**Passage shown**

It will have all the same information, regardless of where we are looking at. There will be the current price, where it opened and where it closed. There will be a line that is either going up or down and there will be a 52-week high and low.

However, I’m here to suggest that we should add another line that is specific to the situation that we are all living through. Let’s call it the 52P high and low. The P stands for Pandemic, obviously.

It doesn’t have to be a forever addition, but there is likely a use for it in the short turn. Certain stocks seem like they would benefit for this metric. Stocks for companies that might one day be looked at with amusement and bewilderment that they ever were popular in the first place.

They are companies that had a product or service that really only made sense in a world where we are stuck inside watching bad television. Or good television, even. The stuck inside part is the key component to this equation.

Take Peloton.

At the start of the pandemic, Peloton (NASDAQ: PTON) was hot in the early days of COVID-19. As people were getting shut out of their gyms and when they still had big dreams about staying fit during a pandemic sales boomed at the stock rose to a pandemic high of $171.09 USD during the holiday period.

The sales boomed even more that they expected or were prepared for. That latter point became an issue as a bottleneck happened in their supply chain that greatly effected their earnings. That, in turn, cased that Pandemic High to drop to a Pandemic Low of $83.81, which is where it is currently trading.

**Source material**

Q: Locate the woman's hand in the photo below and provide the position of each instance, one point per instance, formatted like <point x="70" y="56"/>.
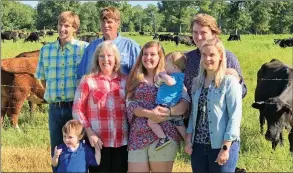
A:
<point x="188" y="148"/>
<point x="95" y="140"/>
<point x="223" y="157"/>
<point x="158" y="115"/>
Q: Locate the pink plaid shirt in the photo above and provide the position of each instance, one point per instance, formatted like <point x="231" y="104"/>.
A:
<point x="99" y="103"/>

* * *

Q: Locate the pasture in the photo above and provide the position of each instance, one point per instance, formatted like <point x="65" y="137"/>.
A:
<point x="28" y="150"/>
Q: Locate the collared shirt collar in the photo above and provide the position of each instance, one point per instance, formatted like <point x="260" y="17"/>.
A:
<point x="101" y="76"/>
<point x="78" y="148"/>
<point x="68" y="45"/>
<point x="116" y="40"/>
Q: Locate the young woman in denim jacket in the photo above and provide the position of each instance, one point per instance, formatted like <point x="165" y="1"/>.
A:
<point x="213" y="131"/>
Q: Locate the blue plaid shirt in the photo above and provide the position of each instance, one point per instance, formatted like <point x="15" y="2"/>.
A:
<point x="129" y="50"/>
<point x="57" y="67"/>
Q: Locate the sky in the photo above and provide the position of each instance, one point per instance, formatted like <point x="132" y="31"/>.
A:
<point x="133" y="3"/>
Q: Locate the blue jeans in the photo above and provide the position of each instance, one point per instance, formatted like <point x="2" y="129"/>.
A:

...

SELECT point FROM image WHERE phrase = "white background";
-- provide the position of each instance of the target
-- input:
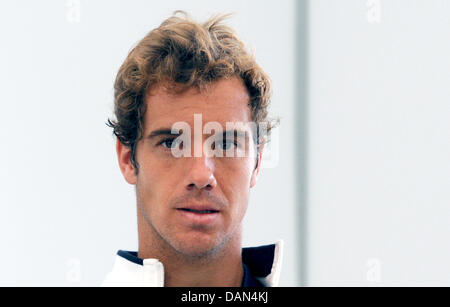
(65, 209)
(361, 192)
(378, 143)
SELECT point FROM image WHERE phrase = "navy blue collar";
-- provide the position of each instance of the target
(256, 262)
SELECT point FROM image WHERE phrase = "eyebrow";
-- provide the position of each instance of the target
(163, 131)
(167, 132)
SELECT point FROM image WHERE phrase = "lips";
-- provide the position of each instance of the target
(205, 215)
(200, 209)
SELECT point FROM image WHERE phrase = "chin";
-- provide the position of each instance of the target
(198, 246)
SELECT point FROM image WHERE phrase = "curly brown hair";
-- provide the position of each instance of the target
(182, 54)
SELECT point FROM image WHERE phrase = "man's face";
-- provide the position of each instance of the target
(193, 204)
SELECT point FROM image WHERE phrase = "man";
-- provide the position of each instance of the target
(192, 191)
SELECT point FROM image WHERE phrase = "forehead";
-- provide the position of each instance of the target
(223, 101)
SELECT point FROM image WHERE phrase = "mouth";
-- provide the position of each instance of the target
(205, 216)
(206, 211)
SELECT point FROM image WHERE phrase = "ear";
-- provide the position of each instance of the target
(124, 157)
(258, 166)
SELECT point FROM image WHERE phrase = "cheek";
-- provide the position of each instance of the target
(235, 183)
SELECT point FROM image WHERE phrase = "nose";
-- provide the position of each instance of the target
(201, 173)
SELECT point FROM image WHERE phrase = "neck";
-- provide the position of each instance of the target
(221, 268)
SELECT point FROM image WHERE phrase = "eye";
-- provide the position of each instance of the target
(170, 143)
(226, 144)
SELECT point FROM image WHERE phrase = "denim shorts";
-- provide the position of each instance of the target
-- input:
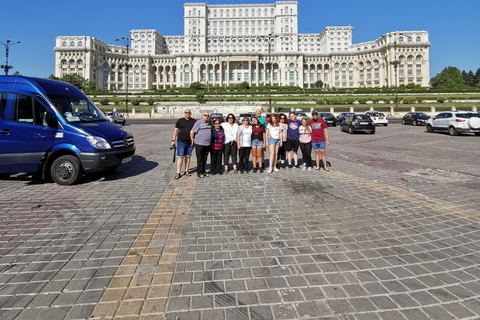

**Questions**
1 > Reproduce word for word the part of the passage on pandemic stocks that opens with the words containing "At the start" and closes with "is currently trading.".
2 > Answer these questions from the passage on pandemic stocks:
(a) What does the P in the proposed "52P high and low" stand for?
(b) Under what exchange and ticker is Peloton listed?
(c) What pandemic low did Peloton's stock drop to?

**Results**
1 >
At the start of the pandemic, Peloton (NASDAQ: PTON) was hot in the early days of COVID-19. As people were getting shut out of their gyms and when they still had big dreams about staying fit during a pandemic sales boomed at the stock rose to a pandemic high of $171.09 USD during the holiday period.

The sales boomed even more that they expected or were prepared for. That latter point became an issue as a bottleneck happened in their supply chain that greatly effected their earnings. That, in turn, cased that Pandemic High to drop to a Pandemic Low of $83.81, which is where it is currently trading.

2 >
(a) Pandemic
(b) NASDAQ: PTON
(c) $83.81